start SUPPLIED MATERIAL

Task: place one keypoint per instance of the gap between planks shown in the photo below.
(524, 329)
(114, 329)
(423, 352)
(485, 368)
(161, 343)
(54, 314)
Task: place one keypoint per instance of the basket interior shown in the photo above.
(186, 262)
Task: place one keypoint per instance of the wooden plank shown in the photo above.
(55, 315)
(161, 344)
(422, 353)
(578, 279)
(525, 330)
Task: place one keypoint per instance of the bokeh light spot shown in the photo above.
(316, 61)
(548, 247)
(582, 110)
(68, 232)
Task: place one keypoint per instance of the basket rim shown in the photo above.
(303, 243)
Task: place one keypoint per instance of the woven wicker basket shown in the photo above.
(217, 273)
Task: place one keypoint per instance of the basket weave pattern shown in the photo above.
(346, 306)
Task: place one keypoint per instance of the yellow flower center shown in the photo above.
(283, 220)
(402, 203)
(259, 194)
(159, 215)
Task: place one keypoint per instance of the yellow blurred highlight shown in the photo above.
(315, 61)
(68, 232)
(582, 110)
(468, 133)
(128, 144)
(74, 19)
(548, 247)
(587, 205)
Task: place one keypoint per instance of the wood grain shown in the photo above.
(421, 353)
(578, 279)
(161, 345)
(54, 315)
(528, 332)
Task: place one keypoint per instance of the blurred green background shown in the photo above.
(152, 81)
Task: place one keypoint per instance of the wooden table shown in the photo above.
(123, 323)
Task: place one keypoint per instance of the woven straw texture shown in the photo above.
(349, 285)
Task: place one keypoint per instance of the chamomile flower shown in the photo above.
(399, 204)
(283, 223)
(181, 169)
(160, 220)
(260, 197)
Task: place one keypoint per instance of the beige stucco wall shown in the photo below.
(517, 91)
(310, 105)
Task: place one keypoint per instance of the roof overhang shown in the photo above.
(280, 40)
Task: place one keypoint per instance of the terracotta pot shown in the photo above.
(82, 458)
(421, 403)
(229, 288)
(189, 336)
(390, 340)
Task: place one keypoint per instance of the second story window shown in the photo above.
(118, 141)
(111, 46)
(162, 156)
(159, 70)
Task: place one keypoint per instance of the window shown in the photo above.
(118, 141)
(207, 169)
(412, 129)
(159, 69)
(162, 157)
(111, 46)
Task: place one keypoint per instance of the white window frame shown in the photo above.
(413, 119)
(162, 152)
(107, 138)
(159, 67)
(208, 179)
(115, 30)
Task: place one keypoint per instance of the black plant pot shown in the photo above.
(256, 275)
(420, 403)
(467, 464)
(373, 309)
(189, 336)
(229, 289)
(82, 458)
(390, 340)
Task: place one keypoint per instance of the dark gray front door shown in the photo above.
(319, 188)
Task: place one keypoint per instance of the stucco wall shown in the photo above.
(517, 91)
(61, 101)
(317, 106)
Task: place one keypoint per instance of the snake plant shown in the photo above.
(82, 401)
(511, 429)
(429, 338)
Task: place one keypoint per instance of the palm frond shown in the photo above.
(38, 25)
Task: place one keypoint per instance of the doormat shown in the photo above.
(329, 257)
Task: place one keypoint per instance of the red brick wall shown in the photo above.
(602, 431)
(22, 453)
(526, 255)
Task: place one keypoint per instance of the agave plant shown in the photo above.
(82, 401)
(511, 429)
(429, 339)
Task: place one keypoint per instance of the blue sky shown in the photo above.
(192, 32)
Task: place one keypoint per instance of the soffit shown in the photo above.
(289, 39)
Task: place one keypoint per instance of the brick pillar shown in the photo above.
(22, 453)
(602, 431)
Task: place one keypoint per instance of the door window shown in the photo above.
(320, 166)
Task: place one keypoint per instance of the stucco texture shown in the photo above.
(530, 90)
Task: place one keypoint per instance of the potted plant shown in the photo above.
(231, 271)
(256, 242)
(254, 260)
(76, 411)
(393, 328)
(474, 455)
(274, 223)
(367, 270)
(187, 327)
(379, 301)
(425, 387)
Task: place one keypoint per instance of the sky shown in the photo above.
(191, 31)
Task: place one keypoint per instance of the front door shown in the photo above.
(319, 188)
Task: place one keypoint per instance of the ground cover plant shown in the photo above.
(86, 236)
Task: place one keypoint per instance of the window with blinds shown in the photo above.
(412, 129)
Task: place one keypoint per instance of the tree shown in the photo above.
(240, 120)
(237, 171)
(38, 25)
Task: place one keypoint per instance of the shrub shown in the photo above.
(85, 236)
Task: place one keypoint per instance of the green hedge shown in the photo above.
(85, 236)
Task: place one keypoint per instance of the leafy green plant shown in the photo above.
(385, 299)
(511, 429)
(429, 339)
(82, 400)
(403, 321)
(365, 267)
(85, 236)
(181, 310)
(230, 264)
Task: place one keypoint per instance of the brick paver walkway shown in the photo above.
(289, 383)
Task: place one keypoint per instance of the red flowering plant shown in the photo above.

end SUPPLIED MATERIAL
start SUPPLIED MATERIAL

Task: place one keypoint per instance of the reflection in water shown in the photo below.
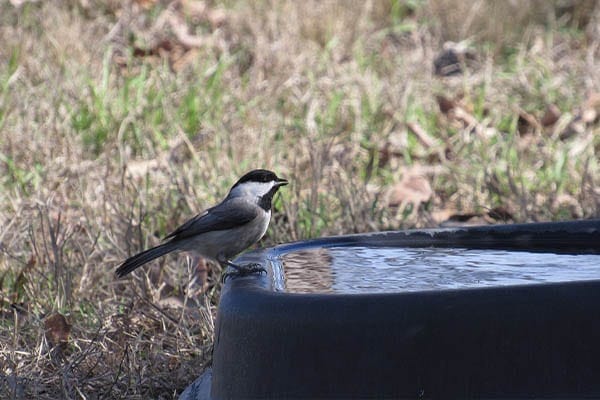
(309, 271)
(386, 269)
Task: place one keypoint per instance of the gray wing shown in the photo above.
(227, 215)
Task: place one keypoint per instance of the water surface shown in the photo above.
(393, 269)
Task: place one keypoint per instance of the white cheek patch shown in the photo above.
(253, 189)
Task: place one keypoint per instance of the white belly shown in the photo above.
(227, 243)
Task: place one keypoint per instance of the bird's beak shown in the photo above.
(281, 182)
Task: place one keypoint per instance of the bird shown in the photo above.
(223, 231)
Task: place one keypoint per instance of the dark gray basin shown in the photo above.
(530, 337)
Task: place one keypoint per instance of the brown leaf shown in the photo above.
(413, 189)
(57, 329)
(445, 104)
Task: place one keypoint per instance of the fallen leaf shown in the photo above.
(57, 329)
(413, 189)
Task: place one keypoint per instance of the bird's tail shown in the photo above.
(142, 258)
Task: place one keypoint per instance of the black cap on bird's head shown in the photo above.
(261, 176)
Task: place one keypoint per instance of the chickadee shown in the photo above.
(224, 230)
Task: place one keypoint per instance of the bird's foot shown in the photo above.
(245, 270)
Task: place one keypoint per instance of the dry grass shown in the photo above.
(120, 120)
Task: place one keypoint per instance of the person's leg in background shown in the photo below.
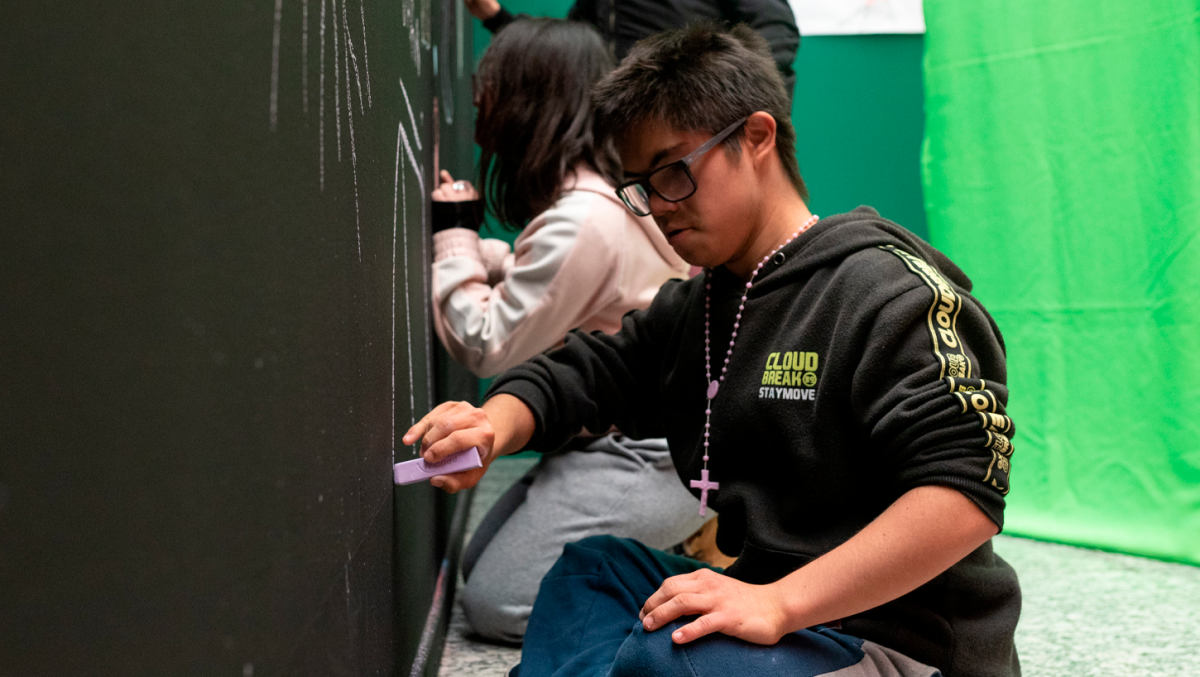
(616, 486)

end SUPPLIED MATERIAL
start SUPPLIED MATERIAL

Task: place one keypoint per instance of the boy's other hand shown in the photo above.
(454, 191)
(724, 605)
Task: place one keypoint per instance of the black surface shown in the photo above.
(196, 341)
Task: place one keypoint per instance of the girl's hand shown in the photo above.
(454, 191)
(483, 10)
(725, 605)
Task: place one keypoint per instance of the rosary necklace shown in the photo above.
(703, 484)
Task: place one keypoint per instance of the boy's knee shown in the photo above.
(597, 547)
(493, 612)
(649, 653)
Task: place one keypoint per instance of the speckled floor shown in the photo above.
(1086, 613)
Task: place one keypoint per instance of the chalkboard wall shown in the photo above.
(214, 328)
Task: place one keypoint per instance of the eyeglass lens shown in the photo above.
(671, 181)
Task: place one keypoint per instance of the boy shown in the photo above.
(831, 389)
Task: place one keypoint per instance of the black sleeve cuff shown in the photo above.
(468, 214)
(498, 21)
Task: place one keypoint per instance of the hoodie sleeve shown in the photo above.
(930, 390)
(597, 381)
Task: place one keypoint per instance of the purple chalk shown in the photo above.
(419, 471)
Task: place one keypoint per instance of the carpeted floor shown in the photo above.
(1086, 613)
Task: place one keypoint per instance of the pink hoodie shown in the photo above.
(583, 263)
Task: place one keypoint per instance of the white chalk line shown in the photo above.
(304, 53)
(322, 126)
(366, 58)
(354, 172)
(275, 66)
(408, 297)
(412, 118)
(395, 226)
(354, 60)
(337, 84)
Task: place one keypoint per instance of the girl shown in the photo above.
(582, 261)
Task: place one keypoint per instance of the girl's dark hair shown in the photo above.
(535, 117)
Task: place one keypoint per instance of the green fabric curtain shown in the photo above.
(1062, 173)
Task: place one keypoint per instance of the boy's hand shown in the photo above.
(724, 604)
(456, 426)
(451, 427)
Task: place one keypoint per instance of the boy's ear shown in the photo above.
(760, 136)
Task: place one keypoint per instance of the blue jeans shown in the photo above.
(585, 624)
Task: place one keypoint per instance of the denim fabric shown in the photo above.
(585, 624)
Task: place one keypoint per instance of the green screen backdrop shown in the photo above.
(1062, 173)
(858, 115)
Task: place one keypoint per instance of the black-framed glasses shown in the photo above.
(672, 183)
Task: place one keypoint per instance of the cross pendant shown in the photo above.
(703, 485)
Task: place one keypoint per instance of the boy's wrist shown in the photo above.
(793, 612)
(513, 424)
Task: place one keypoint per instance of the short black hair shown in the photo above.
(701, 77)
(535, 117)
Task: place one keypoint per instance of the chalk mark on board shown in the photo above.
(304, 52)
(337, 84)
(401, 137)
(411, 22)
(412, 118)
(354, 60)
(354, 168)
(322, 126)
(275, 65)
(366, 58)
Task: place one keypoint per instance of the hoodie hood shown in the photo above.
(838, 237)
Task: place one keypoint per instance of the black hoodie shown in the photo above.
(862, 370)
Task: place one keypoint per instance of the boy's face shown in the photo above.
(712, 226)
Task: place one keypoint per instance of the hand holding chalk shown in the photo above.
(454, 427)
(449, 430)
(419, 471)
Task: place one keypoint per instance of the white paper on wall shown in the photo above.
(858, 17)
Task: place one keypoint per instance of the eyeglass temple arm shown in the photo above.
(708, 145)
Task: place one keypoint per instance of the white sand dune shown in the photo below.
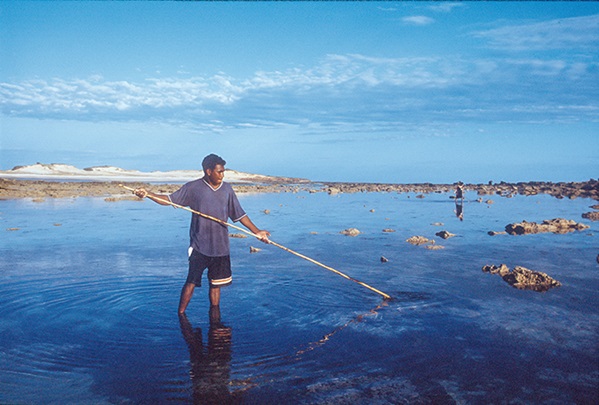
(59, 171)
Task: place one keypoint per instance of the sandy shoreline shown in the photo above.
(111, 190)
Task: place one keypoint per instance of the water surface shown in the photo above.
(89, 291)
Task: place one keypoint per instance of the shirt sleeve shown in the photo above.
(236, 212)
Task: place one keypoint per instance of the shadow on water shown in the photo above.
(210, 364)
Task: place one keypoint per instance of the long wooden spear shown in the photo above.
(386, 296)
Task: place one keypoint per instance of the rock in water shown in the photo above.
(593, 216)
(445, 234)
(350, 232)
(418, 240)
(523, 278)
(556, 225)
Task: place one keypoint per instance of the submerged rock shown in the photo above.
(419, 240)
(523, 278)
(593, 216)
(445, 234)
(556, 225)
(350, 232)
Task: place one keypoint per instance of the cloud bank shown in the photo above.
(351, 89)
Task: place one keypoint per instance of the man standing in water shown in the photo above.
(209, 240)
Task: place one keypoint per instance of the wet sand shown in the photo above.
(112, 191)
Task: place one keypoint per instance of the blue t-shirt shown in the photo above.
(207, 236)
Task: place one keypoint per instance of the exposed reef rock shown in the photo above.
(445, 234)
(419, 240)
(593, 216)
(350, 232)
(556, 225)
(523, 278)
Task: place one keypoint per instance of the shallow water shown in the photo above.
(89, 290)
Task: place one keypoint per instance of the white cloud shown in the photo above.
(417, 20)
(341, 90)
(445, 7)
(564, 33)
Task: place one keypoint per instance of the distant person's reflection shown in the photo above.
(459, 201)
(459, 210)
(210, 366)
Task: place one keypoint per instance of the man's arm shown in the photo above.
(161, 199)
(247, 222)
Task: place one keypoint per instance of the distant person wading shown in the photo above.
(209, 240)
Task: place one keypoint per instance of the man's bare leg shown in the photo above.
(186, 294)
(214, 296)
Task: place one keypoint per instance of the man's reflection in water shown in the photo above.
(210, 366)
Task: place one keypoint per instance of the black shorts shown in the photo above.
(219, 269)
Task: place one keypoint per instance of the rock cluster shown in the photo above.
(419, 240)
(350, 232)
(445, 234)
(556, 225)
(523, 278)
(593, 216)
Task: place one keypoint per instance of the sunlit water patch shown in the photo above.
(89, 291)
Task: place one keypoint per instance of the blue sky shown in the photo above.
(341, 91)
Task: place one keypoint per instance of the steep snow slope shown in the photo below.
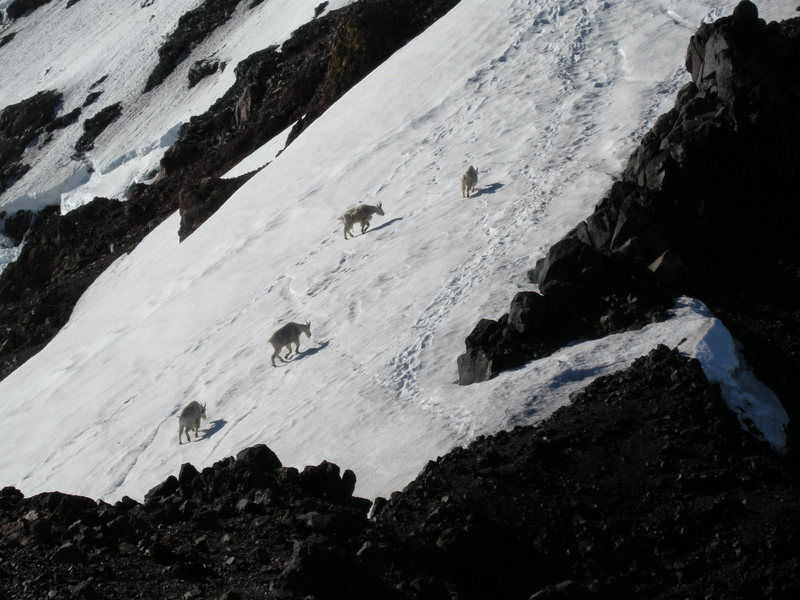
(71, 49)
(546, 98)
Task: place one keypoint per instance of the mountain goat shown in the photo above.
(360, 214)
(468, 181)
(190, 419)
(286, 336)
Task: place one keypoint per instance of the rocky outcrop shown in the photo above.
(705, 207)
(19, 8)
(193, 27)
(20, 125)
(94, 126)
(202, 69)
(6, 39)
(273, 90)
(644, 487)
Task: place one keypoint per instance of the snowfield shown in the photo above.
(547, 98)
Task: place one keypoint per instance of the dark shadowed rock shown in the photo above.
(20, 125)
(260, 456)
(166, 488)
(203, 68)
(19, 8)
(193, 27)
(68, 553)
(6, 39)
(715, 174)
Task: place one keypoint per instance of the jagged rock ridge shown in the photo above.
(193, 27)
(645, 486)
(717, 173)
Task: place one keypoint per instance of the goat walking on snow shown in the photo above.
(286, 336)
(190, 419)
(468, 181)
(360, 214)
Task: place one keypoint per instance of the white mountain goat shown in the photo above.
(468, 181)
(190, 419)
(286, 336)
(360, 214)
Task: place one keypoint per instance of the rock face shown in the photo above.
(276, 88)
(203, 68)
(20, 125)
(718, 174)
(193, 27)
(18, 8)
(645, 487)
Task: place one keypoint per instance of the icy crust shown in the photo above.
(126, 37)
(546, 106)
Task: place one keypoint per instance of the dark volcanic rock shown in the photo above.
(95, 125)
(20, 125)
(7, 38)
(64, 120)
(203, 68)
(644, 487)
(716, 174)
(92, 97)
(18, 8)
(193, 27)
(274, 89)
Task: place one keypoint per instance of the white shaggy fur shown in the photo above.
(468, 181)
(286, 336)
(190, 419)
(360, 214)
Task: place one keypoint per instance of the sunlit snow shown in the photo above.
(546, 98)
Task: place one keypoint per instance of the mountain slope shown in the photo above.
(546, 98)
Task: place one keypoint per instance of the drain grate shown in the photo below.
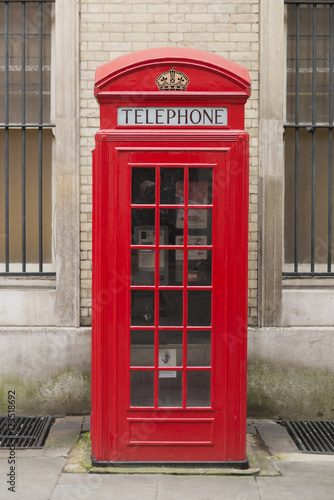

end SUPPLIED MATERIAL

[SHORT PROBLEM] Lay out the records from the line containing "Task: place one keypoint per instance of the agave" through the line containing "Task: place one keypoint per instance of the red flowering" as a JSON list of strings, with one string per line and blank lines omitted.

[CORRECT RESPONSE]
[
  "Task: place one keypoint per instance of the agave plant shown in the photo above.",
  "(82, 401)",
  "(511, 429)",
  "(429, 339)",
  "Task: place one keypoint per instance of the blue sky shown in the photo above.",
  "(192, 32)",
  "Task: place one keypoint per instance of the soffit shown in the photo above.",
  "(289, 39)",
  "Task: place one keypoint per instance of the brick pillar shown in the photo above.",
  "(22, 453)",
  "(602, 431)",
  "Task: place one keypoint per instance of the door window shown in the photo above.",
  "(320, 166)",
  "Task: place one keypoint per instance of the stucco texture shown in the photo above.",
  "(530, 90)",
  "Task: place one keypoint per instance of the potted plant shown in the photo above.",
  "(231, 271)",
  "(256, 242)",
  "(254, 260)",
  "(76, 411)",
  "(393, 328)",
  "(474, 455)",
  "(274, 223)",
  "(367, 270)",
  "(187, 327)",
  "(379, 301)",
  "(425, 387)",
  "Task: place one keypoint per instance of the sky shown in the photo above.",
  "(191, 31)",
  "Task: place one keypoint per instance of the front door shown in the photo above.",
  "(319, 188)",
  "Task: place one keypoint per instance of the ground cover plant shown in the photo above.",
  "(86, 236)",
  "Task: place one keypoint per instance of the window with blinds shown in the photo above.",
  "(412, 129)",
  "Task: place one keypoint per instance of the tree shown in the photo above.",
  "(240, 120)",
  "(237, 171)",
  "(38, 25)",
  "Task: place one keypoint per instance of the shrub shown in the photo above.",
  "(85, 236)",
  "Task: place one keypoint per instance of the green hedge shown in the photo above.",
  "(85, 236)",
  "Task: place one keypoint per instance of the leafy green plant shown in the photo above.",
  "(385, 299)",
  "(511, 429)",
  "(429, 339)",
  "(82, 400)",
  "(403, 321)",
  "(365, 267)",
  "(85, 236)",
  "(181, 310)",
  "(230, 264)",
  "Task: place one keypoint per instance of the brick paver walkway shown in the photo above.",
  "(289, 383)",
  "Task: place one keypoint per instance of the red flowering plant shown in the photo above."
]